#### [Problem set]
[a] According to the Leonard Cohen essay, on what date does the concert take place?
[b] List every symptom of the father's condition that the Leonard Cohen essay names as part of the whole story the mother eventually tells.
[c] In the Leonard Cohen essay, reproduce the portion that opens with the words containing "He means they" and closes with "to applaud him.".

#### [Passage to read]
━━━━━━━━━━

Leonard Cohen at the End of the World
Erin Somers Awaits the Apocalypse at a Concert in Brooklyn
One moment it appears we are looking at nothing, and the next moment there it is. It emerges from the darkness like a space ship, the one belonging to the bad guys. I am in Downtown Brooklyn at the Barclays Center with my boyfriend. We are here to see the old Jewish troubadour Leonard Cohen.
It is raining as we cross Atlantic. I have been away from New York at graduate school and in my absence New York has done its New York thing: bodegas changing into bars changing into bodegas. Death star stadiums popping up where there was once… what?
“I don’t know,” says Josh. “Tenements? Nothing?”
Already this corner in its previous, ugly incarnation has slipped from our memories.
Outside the entrance, pandemonium. We get in the back of the line and the rain begins to fall harder. It is December 20, 2012, the day before the Mayans predicted the world will end.
* * *
A week earlier, I am sitting in a campus bagel shop when I get a call from my mother. My 62-year-old father has had an incident.
“A back thing,” she says hopefully. “Maybe a slipped disk.”
No, it’s nothing to freak out about. No, I do not need to leave school today to drive to their house outside of New York City. I should come home for winter break at the end of the week as planned.
It takes days to get the whole story out of her: my father’s slurred speech, the paralysis on his left side, his confused, irrational behavior, his inability to read.
They’re calling it a “brain event,” a compassionate stand-in for stroke. After my sisters and I get the full story, things speed up. Hospital visits, talks with doctors, provisional holiday plans, dazed trips to the grocery store for food no one will eat. Bouts of grief disguised as screaming matches about who moved whose iPod shuffle and why, why in God’s name would someone do that?
* * *
The Mayans promised us cataclysmic or transformative events on or around the 21st. The Internet has been rife with apocalypse kitsch and ironic doomsday predictions. Geomagnetic reversal, lava in the streets.
Here in the nosebleed section, it all feels sort of plausible.
Leonard Cohen, at 78, looks strikingly like my dead grandfather. He has a long face, a beaked nose, thin white hair that clings to his skull when he removes his fedora.
Josh’s grandfather also looked like this. Josh will one day look like this, and me too. This is what old Jews look like.
Leonard Cohen sings, “There’ll be a breaking of the ancient western code / Your private life will suddenly explode / There’ll be phantoms, there’ll be fires on the road and the white men dancing.”
And the backup singers do a sinister mashed potatoes.
* * *
The doctors say his arteries are in fine shape. No extraordinary build up. And yet a piece of something chipped off and went to his brain. Plaque they call it, pronouncing it cheerfully like dental hygienists.
Why, we ask them.
They say, There is no real reason.
They say, It’s just a thing that happens. It’s just a thing that has happened.
* * *
Towards the end of the show I say to Josh, “Leonard’s going to die someday, and then what?”
“I know,” says Josh. “All of them will.”
He means Leonard Cohen and Bob Dylan. He means Philip Roth and Lou Reed and our fathers.
He means they will, but not yet.
Even if the world ends tomorrow, there is still time to head home in the drizzle, and joke, “That show was okay I guess. I only cried five times.” There is still time to make round eyes at some guy’s dickey/sweater combo on the G train platform and look at our shaky reflections in the subway windows. There is still time to wake up early and walk through the grey of the morning to the fish market on Gem Street for the perfect lox.
The show is not quite over. The elderly prophet plays a six-song encore and from up in the cheap seats on down to half court where the Nets throw up Hail Marys right at the buzzer, the people rise to applaud him.

━━━━━━━━━━

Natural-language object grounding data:
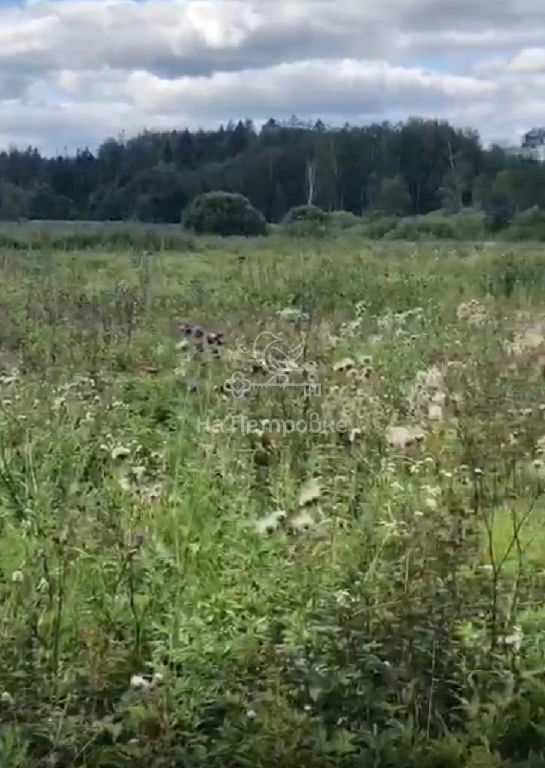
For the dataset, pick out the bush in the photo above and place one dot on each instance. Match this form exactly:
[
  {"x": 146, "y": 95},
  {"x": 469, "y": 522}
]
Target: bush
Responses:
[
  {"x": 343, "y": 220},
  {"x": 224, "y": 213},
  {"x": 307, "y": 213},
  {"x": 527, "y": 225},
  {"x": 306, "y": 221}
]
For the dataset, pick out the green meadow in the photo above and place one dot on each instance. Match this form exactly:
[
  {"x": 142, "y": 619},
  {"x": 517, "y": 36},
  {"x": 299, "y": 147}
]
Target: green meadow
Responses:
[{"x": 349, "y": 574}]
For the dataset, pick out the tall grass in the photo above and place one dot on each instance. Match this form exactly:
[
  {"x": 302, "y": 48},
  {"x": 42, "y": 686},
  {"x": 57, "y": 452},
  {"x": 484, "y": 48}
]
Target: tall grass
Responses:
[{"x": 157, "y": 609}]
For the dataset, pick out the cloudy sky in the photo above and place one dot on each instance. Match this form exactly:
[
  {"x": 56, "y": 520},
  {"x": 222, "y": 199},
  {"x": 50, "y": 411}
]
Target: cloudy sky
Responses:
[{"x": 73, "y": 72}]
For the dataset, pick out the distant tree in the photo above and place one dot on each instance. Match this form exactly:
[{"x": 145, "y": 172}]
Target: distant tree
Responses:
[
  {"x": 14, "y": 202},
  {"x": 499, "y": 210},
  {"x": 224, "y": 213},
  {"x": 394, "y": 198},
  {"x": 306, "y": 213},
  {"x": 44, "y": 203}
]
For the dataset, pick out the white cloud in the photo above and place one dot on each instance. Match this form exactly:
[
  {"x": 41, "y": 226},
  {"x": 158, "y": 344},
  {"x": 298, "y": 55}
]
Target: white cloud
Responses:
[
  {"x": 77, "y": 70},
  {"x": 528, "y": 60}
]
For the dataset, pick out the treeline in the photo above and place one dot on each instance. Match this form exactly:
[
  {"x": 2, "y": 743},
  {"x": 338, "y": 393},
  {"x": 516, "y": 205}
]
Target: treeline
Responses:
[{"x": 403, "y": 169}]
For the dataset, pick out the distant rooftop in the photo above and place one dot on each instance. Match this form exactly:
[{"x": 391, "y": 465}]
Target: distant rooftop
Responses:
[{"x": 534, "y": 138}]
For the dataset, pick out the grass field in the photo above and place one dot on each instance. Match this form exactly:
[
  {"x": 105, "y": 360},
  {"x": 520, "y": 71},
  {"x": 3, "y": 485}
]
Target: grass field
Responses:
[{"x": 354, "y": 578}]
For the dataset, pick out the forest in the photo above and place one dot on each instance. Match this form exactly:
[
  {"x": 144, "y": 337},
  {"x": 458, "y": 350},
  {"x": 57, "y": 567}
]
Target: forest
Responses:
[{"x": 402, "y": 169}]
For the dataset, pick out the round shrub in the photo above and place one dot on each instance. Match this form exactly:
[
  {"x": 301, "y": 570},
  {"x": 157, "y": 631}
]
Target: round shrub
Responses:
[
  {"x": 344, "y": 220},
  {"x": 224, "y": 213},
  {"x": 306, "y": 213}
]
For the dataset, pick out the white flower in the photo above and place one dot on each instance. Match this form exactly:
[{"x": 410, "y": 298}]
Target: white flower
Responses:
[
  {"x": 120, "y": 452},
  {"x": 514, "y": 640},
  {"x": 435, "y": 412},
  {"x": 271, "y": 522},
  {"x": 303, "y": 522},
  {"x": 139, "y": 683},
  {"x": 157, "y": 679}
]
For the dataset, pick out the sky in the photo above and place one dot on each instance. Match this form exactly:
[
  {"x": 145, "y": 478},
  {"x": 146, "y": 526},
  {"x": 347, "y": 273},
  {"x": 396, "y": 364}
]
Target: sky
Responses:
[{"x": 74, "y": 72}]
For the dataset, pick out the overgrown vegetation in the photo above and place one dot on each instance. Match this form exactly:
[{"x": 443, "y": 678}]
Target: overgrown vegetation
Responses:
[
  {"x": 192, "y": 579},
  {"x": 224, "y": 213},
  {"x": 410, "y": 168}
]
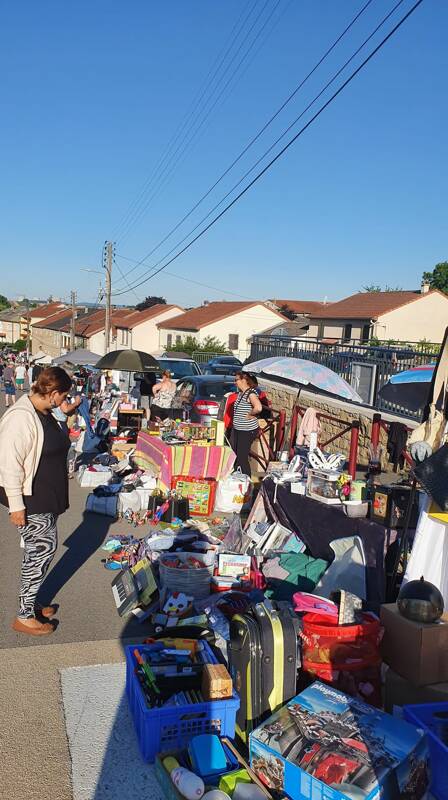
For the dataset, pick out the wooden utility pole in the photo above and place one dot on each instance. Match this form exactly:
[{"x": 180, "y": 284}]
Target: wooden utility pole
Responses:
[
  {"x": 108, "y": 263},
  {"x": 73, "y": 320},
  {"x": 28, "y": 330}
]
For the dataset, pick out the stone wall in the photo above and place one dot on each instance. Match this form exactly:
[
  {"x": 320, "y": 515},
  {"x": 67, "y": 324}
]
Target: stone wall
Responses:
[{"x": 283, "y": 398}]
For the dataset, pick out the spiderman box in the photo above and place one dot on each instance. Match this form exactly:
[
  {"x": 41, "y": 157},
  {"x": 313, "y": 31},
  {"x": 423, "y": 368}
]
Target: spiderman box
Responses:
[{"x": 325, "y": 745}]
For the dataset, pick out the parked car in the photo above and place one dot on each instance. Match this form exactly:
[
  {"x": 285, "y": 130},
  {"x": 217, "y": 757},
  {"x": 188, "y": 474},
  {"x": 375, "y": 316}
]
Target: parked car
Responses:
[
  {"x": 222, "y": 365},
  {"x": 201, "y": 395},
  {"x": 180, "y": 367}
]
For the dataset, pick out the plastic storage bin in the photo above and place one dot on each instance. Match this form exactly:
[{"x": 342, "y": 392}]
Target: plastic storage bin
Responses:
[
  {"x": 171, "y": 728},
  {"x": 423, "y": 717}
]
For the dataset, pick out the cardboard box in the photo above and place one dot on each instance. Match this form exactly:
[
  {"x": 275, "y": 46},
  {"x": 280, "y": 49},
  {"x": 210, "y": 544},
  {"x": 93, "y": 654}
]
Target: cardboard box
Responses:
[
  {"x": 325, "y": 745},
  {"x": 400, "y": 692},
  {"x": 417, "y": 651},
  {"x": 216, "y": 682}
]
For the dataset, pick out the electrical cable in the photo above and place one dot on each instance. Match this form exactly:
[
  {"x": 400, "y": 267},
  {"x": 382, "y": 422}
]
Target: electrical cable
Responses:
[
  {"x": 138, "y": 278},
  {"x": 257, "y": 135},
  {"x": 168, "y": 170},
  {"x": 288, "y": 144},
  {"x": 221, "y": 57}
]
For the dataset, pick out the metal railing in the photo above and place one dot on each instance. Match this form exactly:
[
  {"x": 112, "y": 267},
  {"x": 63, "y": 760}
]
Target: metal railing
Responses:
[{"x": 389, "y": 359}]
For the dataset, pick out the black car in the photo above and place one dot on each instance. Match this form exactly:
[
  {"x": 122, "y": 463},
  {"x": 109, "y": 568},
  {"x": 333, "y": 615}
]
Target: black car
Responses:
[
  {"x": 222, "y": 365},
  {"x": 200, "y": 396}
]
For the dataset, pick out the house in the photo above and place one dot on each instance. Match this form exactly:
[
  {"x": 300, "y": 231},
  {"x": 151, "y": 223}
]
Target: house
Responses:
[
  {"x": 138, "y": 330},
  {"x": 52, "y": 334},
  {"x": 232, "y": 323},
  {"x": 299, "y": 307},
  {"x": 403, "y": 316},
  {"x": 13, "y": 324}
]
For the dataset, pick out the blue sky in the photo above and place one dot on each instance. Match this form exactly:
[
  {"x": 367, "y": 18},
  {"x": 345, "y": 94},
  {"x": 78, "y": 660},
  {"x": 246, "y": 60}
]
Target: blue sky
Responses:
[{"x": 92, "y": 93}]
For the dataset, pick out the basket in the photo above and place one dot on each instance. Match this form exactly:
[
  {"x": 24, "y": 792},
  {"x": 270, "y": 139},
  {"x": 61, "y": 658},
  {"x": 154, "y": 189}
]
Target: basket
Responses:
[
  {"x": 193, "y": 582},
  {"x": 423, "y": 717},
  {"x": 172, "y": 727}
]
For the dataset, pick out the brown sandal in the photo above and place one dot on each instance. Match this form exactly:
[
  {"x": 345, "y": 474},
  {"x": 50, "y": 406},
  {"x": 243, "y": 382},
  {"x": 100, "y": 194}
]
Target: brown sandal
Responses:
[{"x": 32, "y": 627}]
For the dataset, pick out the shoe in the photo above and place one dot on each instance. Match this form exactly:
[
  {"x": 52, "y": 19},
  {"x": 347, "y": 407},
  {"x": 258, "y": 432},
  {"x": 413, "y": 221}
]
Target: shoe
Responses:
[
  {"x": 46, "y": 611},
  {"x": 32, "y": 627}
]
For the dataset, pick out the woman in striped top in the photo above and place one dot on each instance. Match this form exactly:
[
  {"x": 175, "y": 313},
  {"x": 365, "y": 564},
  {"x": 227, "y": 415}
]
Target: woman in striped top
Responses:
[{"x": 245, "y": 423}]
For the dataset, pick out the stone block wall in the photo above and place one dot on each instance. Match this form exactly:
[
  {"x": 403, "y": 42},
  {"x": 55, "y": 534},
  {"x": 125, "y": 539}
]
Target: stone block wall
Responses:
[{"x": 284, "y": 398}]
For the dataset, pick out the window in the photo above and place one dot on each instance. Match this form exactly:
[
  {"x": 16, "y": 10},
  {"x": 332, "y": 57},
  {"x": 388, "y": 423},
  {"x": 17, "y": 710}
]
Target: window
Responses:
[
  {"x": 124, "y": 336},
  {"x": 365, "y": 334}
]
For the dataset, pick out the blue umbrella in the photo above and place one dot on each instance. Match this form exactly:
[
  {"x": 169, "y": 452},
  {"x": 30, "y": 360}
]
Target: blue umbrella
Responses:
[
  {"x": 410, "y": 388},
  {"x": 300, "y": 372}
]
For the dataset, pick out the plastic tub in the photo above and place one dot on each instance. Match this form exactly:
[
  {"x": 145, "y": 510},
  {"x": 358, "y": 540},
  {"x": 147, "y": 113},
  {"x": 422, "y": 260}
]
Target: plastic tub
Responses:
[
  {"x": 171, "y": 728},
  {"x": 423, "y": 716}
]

━━━━━━━━━━

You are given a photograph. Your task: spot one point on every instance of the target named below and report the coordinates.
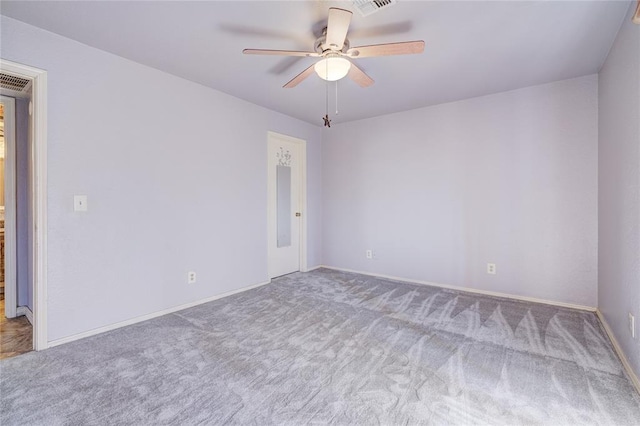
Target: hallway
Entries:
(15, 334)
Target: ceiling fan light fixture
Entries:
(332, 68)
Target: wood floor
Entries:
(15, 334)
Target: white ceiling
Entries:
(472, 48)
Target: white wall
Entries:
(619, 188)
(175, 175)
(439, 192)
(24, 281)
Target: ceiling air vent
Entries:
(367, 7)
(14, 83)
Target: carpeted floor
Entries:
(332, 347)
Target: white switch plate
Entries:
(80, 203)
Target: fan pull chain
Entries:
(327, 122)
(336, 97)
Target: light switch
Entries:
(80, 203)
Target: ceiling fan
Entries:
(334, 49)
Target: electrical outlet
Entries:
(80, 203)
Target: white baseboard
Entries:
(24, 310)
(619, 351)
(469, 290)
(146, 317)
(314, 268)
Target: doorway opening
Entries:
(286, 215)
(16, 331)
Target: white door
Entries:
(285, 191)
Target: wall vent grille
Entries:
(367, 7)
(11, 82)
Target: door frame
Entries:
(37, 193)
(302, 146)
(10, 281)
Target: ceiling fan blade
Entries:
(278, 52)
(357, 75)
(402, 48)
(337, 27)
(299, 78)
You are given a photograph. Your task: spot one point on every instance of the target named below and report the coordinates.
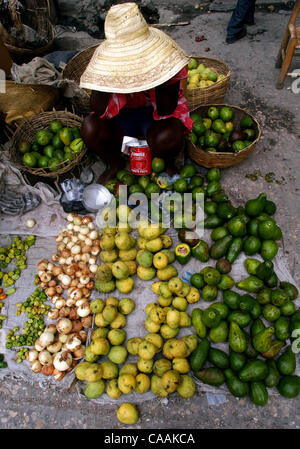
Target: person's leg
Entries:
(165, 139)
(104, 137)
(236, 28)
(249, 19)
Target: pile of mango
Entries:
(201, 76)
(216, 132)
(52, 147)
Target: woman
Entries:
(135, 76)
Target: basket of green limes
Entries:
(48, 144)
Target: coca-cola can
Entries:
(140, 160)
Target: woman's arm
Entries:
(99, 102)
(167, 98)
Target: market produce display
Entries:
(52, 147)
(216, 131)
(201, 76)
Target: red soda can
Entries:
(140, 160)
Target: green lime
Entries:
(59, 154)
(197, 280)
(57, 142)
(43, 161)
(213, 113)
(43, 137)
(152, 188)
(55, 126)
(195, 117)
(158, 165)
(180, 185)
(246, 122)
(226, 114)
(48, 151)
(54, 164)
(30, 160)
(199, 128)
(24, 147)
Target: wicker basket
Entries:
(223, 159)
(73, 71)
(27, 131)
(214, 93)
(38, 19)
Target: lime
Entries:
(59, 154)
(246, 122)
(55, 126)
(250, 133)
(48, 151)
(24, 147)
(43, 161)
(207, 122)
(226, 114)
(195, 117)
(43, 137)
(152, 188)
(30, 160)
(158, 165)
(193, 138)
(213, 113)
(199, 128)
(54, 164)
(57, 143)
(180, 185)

━━━━━━━━━━

#### [Responses for each task]
[a] December 20, 2012

[b] Slurred speech, paralysis on his left side, confused and irrational behavior, and inability to read.

[c]
He means they will, but not yet.
Even if the world ends tomorrow, there is still time to head home in the drizzle, and joke, “That show was okay I guess. I only cried five times.” There is still time to make round eyes at some guy’s dickey/sweater combo on the G train platform and look at our shaky reflections in the subway windows. There is still time to wake up early and walk through the grey of the morning to the fish market on Gem Street for the perfect lox.
The show is not quite over. The elderly prophet plays a six-song encore and from up in the cheap seats on down to half court where the Nets throw up Hail Marys right at the buzzer, the people rise to applaud him.